### Exercise task
Turn the item lines below into a Markdown table with columns Row and Text, omitting blank lines. Begin at the line that has "display --coords pixels" and stop after the line that has "[[[294,130],[294,124],[275,124],[275,130]]]".

### Listed records
· · · · · · ·

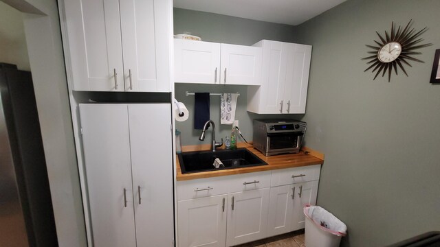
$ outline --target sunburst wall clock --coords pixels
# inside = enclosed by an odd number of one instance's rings
[[[369,60],[367,64],[370,64],[364,72],[371,69],[373,69],[372,73],[376,71],[376,75],[373,80],[376,79],[381,72],[382,73],[382,77],[388,72],[388,81],[389,82],[391,80],[393,70],[397,75],[397,67],[408,76],[404,65],[412,67],[409,64],[410,61],[424,62],[412,56],[421,54],[421,52],[414,51],[414,50],[426,47],[432,44],[419,45],[424,39],[418,38],[426,31],[427,27],[417,32],[414,28],[410,28],[412,21],[412,20],[410,20],[403,30],[399,26],[397,31],[394,22],[392,22],[391,31],[389,34],[385,31],[385,36],[382,36],[376,32],[380,41],[373,41],[377,46],[365,45],[374,50],[368,51],[368,54],[373,55],[362,58],[362,60]]]

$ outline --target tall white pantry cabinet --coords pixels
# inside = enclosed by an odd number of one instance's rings
[[[61,3],[73,90],[170,91],[170,0]]]
[[[171,246],[170,104],[80,104],[95,246]]]

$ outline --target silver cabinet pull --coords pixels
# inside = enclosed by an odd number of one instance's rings
[[[131,69],[129,69],[129,77],[130,78],[130,90],[133,90],[133,82],[131,81]]]
[[[113,69],[113,75],[115,78],[115,90],[118,90],[118,73],[116,73],[116,69]]]
[[[124,188],[124,207],[126,207],[126,189]]]
[[[226,69],[228,69],[228,68],[225,68],[225,84],[226,84]]]
[[[243,184],[244,185],[251,185],[251,184],[253,184],[253,183],[260,183],[260,181],[254,180],[254,182],[245,182]]]
[[[140,205],[140,186],[138,186],[138,198],[139,199],[139,204]]]
[[[292,188],[292,200],[295,199],[295,187]]]
[[[225,211],[225,198],[223,198],[223,205],[221,206],[221,211]]]
[[[215,67],[215,78],[214,78],[214,82],[217,82],[217,67]]]
[[[208,188],[201,188],[201,189],[199,189],[199,188],[195,188],[195,189],[194,190],[195,192],[197,191],[204,191],[204,190],[210,190],[210,189],[212,189],[214,188],[211,188],[210,187],[208,187]]]

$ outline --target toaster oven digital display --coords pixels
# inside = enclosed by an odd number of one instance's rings
[[[294,130],[294,124],[275,124],[275,130]]]

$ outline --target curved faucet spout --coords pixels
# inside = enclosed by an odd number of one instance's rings
[[[215,152],[215,148],[221,147],[223,145],[223,138],[220,143],[215,141],[215,124],[214,124],[212,120],[209,119],[206,123],[205,123],[201,134],[200,134],[200,137],[199,137],[199,140],[204,141],[205,139],[205,131],[209,128],[210,124],[212,126],[212,141],[211,141],[212,143],[212,152]]]

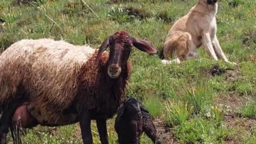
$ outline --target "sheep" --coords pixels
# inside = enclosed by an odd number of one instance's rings
[[[140,136],[145,132],[154,143],[161,144],[150,114],[135,99],[128,98],[118,110],[114,129],[119,144],[140,143]]]
[[[0,56],[1,143],[6,143],[10,126],[78,122],[83,143],[92,143],[91,120],[96,121],[101,143],[108,143],[106,119],[125,99],[132,46],[157,52],[149,42],[125,30],[108,36],[99,50],[50,39],[12,44]]]

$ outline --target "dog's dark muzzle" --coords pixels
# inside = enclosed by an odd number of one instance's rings
[[[207,0],[207,4],[214,4],[216,3],[217,0]]]

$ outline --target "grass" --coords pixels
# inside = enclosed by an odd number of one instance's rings
[[[18,40],[43,37],[96,49],[108,35],[125,30],[161,52],[171,26],[197,0],[84,0],[90,8],[80,0],[32,0],[21,5],[15,1],[0,1],[0,18],[5,21],[0,23],[1,51]],[[250,123],[255,116],[256,1],[219,1],[219,41],[238,66],[216,61],[203,49],[197,59],[162,65],[160,53],[150,56],[133,47],[127,95],[148,109],[165,143],[256,143],[256,123]],[[231,70],[212,76],[216,64]],[[114,117],[107,121],[110,143],[117,143],[114,122]],[[92,125],[94,143],[100,143],[95,123]],[[25,132],[24,143],[82,143],[78,124],[39,126]],[[144,135],[141,142],[151,143]]]

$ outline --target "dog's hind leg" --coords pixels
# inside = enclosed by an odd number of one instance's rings
[[[213,48],[212,41],[210,40],[210,34],[206,33],[204,35],[202,39],[202,42],[204,48],[206,50],[206,52],[208,54],[212,57],[215,60],[217,61],[218,58],[217,57],[216,54],[215,53],[214,49]]]
[[[226,62],[230,63],[233,64],[236,64],[236,63],[231,63],[228,61],[228,58],[226,57],[225,54],[224,54],[221,45],[219,45],[219,40],[217,40],[216,36],[214,37],[212,42],[212,46],[214,47],[214,51],[216,53],[216,55],[218,57],[218,58],[221,58]]]
[[[173,39],[165,44],[164,49],[164,56],[165,59],[168,56],[173,55],[174,52],[176,51],[178,57],[173,60],[162,60],[162,64],[171,64],[171,63],[180,63],[182,61],[185,61],[191,49],[193,47],[193,44],[191,35],[189,33],[184,33],[175,39]],[[166,49],[164,51],[164,49]],[[168,51],[169,50],[169,51]]]

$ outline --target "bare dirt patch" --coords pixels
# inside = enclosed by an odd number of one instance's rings
[[[166,23],[170,23],[173,21],[173,20],[168,17],[167,12],[159,13],[157,18],[163,20]]]
[[[128,7],[126,8],[125,9],[125,11],[128,12],[128,15],[129,16],[134,16],[135,18],[138,19],[140,20],[143,20],[146,18],[150,17],[150,14],[142,9]]]
[[[171,131],[171,128],[166,126],[166,122],[161,119],[155,119],[154,122],[157,131],[157,136],[162,143],[176,144],[175,136]]]

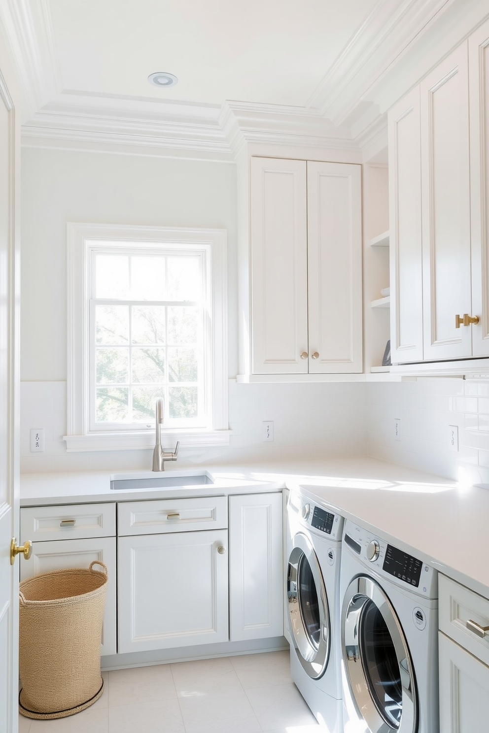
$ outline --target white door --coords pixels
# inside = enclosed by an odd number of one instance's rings
[[[472,353],[468,45],[421,83],[424,358]]]
[[[307,161],[309,374],[363,369],[361,166]]]
[[[0,72],[0,732],[18,729],[18,560],[10,541],[18,518],[18,251],[15,182],[18,157],[13,104]]]
[[[472,355],[489,356],[489,22],[468,39]]]
[[[306,161],[252,158],[254,374],[307,374]]]
[[[227,530],[120,537],[119,652],[228,641]]]
[[[392,364],[423,360],[419,87],[389,114]]]

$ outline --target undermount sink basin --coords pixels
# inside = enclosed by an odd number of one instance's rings
[[[189,474],[187,476],[162,476],[158,474],[147,479],[114,479],[111,489],[173,489],[181,486],[203,486],[213,484],[214,480],[206,471]]]

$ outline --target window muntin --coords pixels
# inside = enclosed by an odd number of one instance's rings
[[[205,427],[205,253],[127,243],[90,257],[90,428]]]

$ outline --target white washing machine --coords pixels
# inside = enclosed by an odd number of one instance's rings
[[[290,491],[286,604],[292,678],[318,722],[342,733],[339,561],[343,518]]]
[[[345,733],[438,733],[438,575],[345,521],[340,572]]]

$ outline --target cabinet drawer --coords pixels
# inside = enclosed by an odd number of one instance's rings
[[[489,636],[478,636],[467,627],[469,620],[479,627],[489,627],[489,600],[440,574],[440,630],[489,666]]]
[[[21,509],[21,542],[114,535],[115,504],[26,507]]]
[[[119,534],[160,534],[227,527],[226,496],[117,504]]]

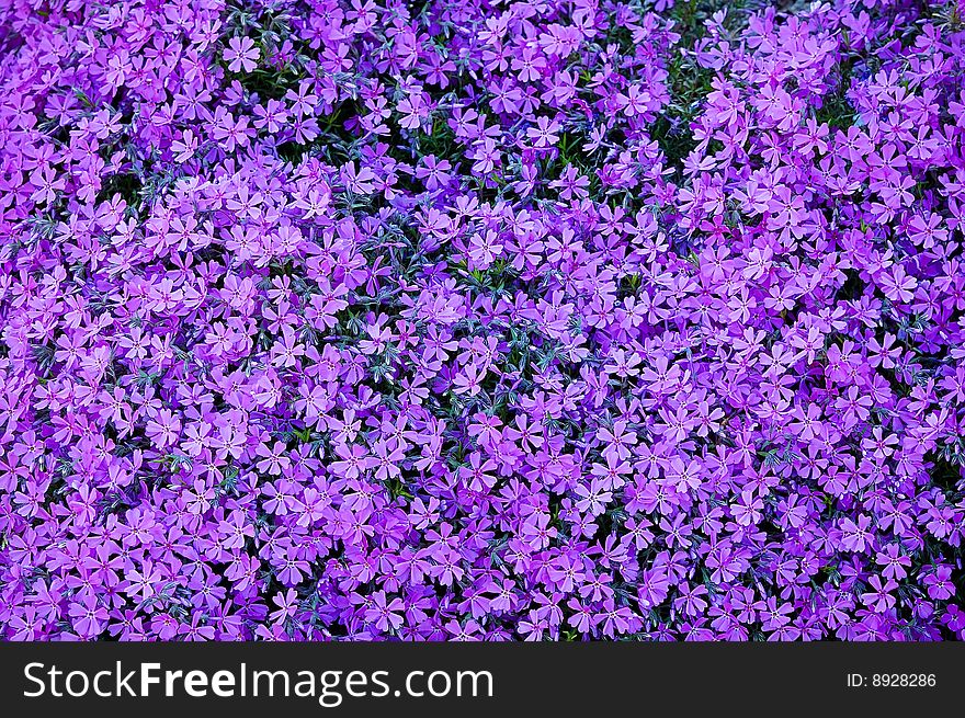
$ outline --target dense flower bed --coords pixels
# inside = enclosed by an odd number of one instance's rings
[[[965,637],[963,19],[4,0],[0,636]]]

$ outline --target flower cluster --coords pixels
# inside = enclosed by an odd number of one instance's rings
[[[965,638],[965,12],[9,0],[0,637]]]

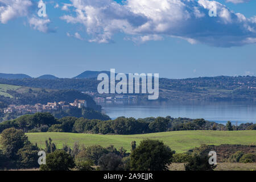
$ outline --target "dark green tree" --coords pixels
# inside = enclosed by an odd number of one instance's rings
[[[15,159],[18,151],[25,145],[29,144],[27,136],[21,130],[10,128],[3,131],[0,138],[0,145],[3,155]]]
[[[41,171],[69,171],[75,166],[73,158],[64,150],[47,154],[46,164],[40,166]]]
[[[31,144],[27,144],[19,150],[17,155],[19,156],[19,168],[38,168],[38,153],[39,148]]]
[[[228,123],[226,125],[226,130],[228,131],[232,131],[233,130],[233,127],[232,124],[231,123],[231,122],[229,121],[228,121]]]
[[[158,117],[154,121],[150,122],[148,127],[154,133],[166,131],[169,121],[167,118]]]
[[[123,170],[122,158],[113,153],[104,154],[98,160],[98,165],[101,171]]]
[[[52,139],[49,138],[49,142],[46,140],[46,152],[51,153],[54,152],[56,150],[56,145],[52,142]]]
[[[195,155],[190,158],[188,162],[184,164],[185,171],[213,171],[217,165],[209,164],[207,155]]]
[[[131,167],[135,171],[165,171],[175,153],[163,142],[144,139],[131,154]]]
[[[131,151],[133,151],[134,150],[136,149],[136,141],[131,142]]]

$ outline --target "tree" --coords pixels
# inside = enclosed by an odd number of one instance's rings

· · · · · · ·

### Response to the exercise
| Row | Text |
|---|---|
| 1 | $ outline --target toaster oven digital display --coords pixels |
| 2 | # inside = enclosed by an odd number of one instance's rings |
| 3 | [[[294,130],[294,124],[275,124],[275,130]]] |